START Data supplied

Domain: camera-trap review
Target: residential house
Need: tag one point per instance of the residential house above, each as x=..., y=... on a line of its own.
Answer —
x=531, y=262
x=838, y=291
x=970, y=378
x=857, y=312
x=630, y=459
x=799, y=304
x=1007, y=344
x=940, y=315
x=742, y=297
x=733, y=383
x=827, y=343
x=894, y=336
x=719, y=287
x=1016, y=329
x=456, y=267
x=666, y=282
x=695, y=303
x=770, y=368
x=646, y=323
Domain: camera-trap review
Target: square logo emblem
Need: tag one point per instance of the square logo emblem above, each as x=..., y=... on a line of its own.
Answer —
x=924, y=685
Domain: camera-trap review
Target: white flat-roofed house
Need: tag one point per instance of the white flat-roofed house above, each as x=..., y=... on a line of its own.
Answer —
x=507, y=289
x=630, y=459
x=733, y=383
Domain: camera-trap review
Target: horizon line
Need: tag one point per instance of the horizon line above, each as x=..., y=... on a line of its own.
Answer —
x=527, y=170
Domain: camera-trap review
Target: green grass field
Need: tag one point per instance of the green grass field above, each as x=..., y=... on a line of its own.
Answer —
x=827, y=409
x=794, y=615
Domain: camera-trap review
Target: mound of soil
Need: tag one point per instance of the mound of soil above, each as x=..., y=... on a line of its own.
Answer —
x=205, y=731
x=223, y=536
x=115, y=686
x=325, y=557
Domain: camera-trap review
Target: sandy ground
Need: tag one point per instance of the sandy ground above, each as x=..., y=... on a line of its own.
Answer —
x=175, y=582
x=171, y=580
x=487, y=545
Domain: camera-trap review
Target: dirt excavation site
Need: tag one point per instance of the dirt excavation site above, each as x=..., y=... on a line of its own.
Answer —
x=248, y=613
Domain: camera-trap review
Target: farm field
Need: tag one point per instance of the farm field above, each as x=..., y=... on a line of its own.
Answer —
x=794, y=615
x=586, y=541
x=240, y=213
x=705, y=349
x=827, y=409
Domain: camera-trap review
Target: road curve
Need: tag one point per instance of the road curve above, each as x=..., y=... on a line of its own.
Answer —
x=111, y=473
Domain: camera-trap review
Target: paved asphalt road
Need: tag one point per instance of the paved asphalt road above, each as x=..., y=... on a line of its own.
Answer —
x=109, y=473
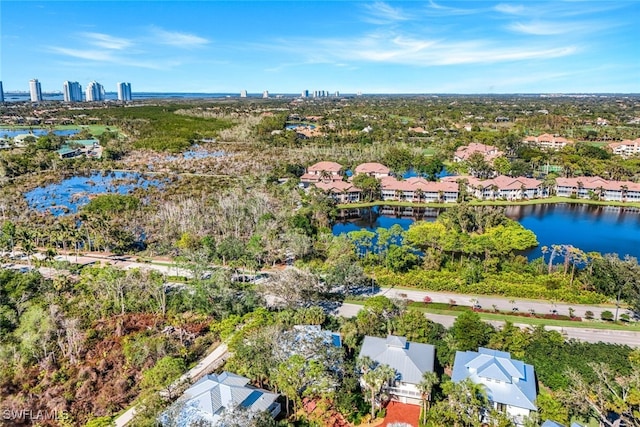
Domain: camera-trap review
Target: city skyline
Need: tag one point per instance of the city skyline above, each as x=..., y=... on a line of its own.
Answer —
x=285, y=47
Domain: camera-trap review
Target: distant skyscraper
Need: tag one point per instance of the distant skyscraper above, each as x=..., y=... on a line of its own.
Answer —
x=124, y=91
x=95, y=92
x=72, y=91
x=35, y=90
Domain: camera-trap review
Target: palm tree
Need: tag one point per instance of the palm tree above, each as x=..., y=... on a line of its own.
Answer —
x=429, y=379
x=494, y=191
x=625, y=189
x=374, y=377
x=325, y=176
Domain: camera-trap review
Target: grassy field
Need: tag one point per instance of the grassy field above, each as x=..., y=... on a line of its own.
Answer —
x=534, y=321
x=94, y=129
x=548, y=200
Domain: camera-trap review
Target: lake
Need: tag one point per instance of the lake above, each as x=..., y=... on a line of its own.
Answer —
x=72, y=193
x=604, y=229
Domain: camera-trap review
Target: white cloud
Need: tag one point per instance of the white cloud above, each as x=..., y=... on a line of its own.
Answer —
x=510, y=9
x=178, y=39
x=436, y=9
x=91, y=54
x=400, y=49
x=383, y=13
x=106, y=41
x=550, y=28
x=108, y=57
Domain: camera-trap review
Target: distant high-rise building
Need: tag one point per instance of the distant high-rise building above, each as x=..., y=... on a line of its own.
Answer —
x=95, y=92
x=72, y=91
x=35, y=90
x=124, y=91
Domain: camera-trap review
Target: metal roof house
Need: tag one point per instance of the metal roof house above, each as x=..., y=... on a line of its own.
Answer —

END Data supplied

> [Directions for this task]:
What you give back should be only the lines of the records above, starting at the line with "Target: horizon line" and ending at the line with "Target: green grass field", restated word for word.

> [Output of the exercise]:
Target: horizon line
Need: tag one point per instance of the horizon line above, each as x=..., y=... on a line of its own.
Answer —
x=527, y=170
Domain: camera-trap review
Target: green grass field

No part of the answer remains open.